* [Short task]:
Copy the items verbatim, from the line containing "Pick-planner input: for every instance of the black metal frame" up to and including the line containing "point(825, 174)".

========================================================================

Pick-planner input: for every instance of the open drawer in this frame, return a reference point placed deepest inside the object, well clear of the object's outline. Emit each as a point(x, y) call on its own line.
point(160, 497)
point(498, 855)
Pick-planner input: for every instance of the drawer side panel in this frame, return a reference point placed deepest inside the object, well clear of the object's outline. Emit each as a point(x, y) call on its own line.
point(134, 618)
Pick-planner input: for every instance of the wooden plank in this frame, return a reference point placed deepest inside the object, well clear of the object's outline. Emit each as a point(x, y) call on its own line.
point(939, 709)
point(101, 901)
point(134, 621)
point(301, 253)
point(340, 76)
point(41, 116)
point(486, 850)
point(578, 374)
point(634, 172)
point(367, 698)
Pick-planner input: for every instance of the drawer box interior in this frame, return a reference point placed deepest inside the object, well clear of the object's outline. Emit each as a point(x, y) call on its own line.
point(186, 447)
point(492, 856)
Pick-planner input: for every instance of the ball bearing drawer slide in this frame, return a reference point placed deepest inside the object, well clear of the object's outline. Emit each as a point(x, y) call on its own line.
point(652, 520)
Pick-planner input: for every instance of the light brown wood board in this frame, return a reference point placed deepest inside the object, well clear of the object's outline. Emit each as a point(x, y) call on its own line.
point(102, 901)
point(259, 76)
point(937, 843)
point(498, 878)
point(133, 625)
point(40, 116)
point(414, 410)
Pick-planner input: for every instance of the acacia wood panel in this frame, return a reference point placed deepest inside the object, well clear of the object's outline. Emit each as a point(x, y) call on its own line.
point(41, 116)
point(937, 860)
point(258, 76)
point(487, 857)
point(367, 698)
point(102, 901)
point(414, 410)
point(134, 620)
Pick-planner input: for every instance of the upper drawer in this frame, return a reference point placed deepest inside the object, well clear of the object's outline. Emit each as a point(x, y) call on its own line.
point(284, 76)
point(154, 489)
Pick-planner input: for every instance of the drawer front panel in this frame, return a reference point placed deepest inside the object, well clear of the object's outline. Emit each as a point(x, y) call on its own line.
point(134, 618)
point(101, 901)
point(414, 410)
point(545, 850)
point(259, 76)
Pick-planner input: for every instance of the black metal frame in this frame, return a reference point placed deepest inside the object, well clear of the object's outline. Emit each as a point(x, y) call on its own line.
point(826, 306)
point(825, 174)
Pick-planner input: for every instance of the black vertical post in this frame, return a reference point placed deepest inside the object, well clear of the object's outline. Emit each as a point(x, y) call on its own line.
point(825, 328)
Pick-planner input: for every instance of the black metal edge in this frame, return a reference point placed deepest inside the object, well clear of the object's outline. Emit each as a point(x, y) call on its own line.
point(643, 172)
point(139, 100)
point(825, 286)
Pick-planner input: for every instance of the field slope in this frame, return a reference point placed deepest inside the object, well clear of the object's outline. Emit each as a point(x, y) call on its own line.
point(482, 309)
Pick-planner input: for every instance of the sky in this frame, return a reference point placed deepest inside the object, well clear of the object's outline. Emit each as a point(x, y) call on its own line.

========================================================================

* [Task answer]:
Pick-planner input: for every instance of the black metal frame in this frame, return a reference point placed deepest inside the object, well clear of the object's outline. Emit each as a point(x, y) call on its own line.
point(826, 306)
point(825, 174)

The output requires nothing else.